Dataset extract:
━━━
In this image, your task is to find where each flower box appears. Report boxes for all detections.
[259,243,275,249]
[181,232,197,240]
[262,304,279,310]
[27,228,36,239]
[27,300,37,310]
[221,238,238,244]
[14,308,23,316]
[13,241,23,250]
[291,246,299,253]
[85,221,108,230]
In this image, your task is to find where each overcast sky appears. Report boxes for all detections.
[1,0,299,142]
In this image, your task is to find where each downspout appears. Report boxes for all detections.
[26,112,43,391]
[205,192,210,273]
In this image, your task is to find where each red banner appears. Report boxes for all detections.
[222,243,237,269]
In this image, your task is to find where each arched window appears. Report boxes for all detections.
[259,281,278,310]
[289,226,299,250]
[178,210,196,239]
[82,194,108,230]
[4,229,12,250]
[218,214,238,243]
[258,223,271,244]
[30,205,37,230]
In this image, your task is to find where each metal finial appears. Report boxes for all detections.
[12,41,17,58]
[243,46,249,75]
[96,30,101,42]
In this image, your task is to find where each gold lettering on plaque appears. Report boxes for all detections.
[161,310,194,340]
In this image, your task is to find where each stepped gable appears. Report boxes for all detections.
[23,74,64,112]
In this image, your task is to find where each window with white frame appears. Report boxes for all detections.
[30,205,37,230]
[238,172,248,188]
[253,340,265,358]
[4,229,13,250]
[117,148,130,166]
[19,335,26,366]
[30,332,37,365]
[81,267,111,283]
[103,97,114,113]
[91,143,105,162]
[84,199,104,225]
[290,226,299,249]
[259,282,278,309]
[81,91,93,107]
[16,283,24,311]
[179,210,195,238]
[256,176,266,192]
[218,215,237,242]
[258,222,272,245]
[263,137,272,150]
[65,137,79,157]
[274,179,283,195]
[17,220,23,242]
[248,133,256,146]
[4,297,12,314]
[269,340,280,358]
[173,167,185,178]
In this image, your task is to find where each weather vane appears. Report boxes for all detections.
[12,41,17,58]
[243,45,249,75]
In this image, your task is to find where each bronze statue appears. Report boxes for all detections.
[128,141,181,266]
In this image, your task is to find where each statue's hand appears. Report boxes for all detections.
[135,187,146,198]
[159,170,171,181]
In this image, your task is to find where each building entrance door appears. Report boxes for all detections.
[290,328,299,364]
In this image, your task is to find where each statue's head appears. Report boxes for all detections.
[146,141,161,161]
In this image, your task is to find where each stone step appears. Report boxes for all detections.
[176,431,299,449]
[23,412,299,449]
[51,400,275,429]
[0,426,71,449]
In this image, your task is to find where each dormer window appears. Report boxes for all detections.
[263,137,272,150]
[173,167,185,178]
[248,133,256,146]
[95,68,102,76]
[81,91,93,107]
━━━
What you should do:
Would you please copy the lines above, from the one holding "head appears. Report boxes for all detections." through the last, and nothing else?

Your response:
In this image, your task is to find where each statue's head appears. Report boxes for all detections.
[146,141,161,161]
In this image, your task is to find where each stone step appears. Report boxes for all detections.
[176,431,299,449]
[23,412,299,449]
[51,400,275,429]
[0,426,71,449]
In this image, your task is to find where each dormer window appears. Report boxes for all detections.
[263,137,272,150]
[173,167,185,178]
[248,133,256,146]
[95,68,102,76]
[81,91,93,107]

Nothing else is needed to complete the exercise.